Start at the line containing "Target: blurred stadium background" and transcribe every line exactly through the end of the records below, and only those lines.

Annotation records

______________________________

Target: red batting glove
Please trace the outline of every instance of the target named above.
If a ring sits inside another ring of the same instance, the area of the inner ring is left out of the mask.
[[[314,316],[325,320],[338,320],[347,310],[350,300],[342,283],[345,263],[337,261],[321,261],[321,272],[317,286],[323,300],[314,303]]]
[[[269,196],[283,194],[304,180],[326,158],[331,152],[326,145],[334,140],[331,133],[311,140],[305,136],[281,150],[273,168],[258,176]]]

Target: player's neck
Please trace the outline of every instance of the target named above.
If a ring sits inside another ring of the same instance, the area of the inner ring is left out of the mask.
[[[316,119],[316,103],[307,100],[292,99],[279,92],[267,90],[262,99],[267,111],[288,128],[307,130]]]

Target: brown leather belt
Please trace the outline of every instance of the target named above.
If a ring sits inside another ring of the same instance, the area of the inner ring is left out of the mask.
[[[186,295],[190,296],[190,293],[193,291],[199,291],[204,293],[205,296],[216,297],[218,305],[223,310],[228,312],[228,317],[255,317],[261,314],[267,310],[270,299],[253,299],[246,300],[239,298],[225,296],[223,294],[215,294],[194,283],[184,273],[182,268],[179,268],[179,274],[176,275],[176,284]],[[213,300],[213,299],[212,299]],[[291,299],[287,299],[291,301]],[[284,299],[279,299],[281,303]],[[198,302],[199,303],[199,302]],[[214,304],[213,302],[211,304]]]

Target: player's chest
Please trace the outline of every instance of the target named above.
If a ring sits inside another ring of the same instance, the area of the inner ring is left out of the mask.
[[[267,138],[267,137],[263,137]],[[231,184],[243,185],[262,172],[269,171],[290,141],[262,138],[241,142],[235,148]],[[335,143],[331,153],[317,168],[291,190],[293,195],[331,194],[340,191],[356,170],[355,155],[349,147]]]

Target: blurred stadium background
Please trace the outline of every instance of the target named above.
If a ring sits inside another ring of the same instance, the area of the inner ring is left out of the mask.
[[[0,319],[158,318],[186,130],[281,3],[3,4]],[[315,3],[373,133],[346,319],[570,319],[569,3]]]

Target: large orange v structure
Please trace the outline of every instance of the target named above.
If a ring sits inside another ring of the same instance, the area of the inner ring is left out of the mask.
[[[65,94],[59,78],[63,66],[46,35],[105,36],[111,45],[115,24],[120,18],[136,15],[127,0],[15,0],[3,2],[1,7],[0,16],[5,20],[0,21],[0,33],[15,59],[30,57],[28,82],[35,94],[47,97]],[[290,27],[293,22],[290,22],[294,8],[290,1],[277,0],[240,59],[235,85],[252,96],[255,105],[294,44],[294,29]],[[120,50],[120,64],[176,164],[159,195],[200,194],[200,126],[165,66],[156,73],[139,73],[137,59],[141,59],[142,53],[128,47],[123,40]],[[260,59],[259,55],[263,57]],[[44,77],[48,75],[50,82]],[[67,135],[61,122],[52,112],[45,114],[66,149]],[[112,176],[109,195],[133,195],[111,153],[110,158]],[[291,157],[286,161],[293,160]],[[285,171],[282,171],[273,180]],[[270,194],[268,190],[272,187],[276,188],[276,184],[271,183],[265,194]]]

______________________________

- _THE OUTPUT_:
Target: blurred stadium background
Please trace the outline of every instance of the target named above.
If a ring sits inside another ring of the same instance, the area of the inner ring is left out of the mask.
[[[0,319],[158,318],[186,130],[281,3],[3,4]],[[315,3],[373,133],[346,319],[570,319],[569,3]]]

Target: large orange v structure
Please trace the outline of every instance of the target named above.
If a ring sits inside another ring of the same instance, the area of the inner ring is left out of the mask.
[[[65,94],[59,78],[63,66],[46,35],[105,36],[111,45],[115,24],[120,18],[136,15],[127,0],[15,0],[3,2],[1,7],[0,16],[5,20],[0,21],[0,33],[15,59],[30,57],[28,82],[35,94],[47,97]],[[290,27],[293,22],[290,22],[294,8],[290,1],[277,0],[240,59],[235,85],[252,96],[255,105],[294,44],[294,29]],[[120,50],[120,64],[176,164],[159,195],[200,194],[200,126],[165,66],[156,73],[139,73],[137,59],[141,59],[142,53],[128,47],[123,40]],[[260,59],[259,55],[263,57]],[[44,77],[48,75],[50,82]],[[67,135],[61,122],[52,112],[45,114],[66,149]],[[112,176],[109,195],[133,195],[111,153],[110,158]],[[291,157],[286,161],[293,160]],[[285,171],[282,171],[273,180]],[[270,194],[268,190],[272,187],[276,188],[276,184],[271,183],[265,194]]]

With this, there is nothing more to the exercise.